--- start of Records for the task ---
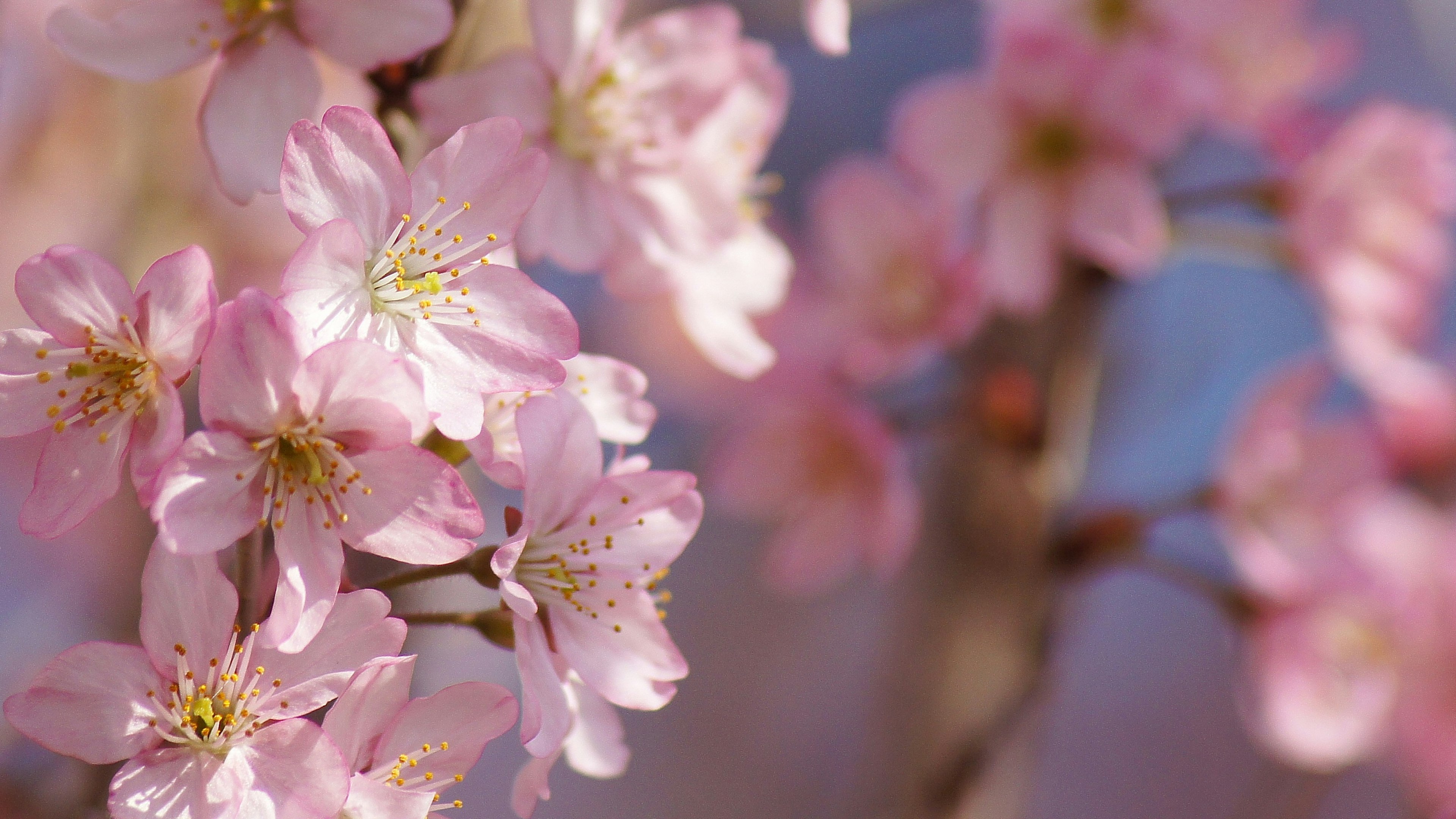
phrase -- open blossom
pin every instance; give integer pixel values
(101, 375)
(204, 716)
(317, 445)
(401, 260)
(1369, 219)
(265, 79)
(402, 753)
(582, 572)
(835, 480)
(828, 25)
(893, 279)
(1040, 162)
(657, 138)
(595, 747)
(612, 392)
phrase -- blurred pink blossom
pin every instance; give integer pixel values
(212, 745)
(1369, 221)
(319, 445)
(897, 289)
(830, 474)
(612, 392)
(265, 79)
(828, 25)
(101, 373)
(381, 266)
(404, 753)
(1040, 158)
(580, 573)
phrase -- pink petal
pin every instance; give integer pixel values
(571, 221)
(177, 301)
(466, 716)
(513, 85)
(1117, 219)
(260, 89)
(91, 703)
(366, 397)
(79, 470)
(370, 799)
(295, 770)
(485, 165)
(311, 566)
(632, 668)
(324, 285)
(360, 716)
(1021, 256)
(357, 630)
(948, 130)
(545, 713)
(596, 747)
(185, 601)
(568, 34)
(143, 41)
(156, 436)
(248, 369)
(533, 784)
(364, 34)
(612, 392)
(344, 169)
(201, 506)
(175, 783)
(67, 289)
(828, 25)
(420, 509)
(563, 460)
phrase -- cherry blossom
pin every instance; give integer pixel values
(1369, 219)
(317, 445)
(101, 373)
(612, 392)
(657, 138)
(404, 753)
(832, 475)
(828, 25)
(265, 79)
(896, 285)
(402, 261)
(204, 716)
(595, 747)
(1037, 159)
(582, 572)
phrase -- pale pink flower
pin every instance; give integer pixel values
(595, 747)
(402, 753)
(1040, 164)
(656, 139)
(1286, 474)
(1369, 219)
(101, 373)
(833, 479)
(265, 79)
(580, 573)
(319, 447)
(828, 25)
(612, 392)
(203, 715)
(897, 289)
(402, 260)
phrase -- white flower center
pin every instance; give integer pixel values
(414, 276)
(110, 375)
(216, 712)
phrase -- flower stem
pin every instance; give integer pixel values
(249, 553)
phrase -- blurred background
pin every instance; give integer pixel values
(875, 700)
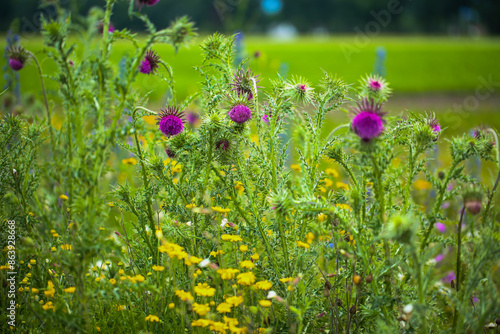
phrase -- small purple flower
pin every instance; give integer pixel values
--- end of Records for the task ---
▸ **Exercise details**: From the line containing "phrase -- pale pink flower" through the end of the entries, quote each line exactly and nothing else, excluding all pictures.

▸ **Task result**:
phrase -- pale pink flower
pin every instance; give integer pixel values
(595, 747)
(402, 753)
(1040, 164)
(656, 139)
(1286, 474)
(1369, 219)
(101, 373)
(833, 479)
(265, 79)
(580, 573)
(319, 447)
(828, 25)
(612, 392)
(203, 715)
(897, 289)
(402, 260)
phrase -- white flower center
pin every instance; give integer pixel values
(414, 276)
(110, 375)
(216, 712)
phrase -- flower stem
pin every instance; give integer pixel values
(249, 553)
phrase -- blurred background
pin every instance; give integer pixel values
(875, 700)
phrase -- small purple flower
pin every instance; give integer pixel values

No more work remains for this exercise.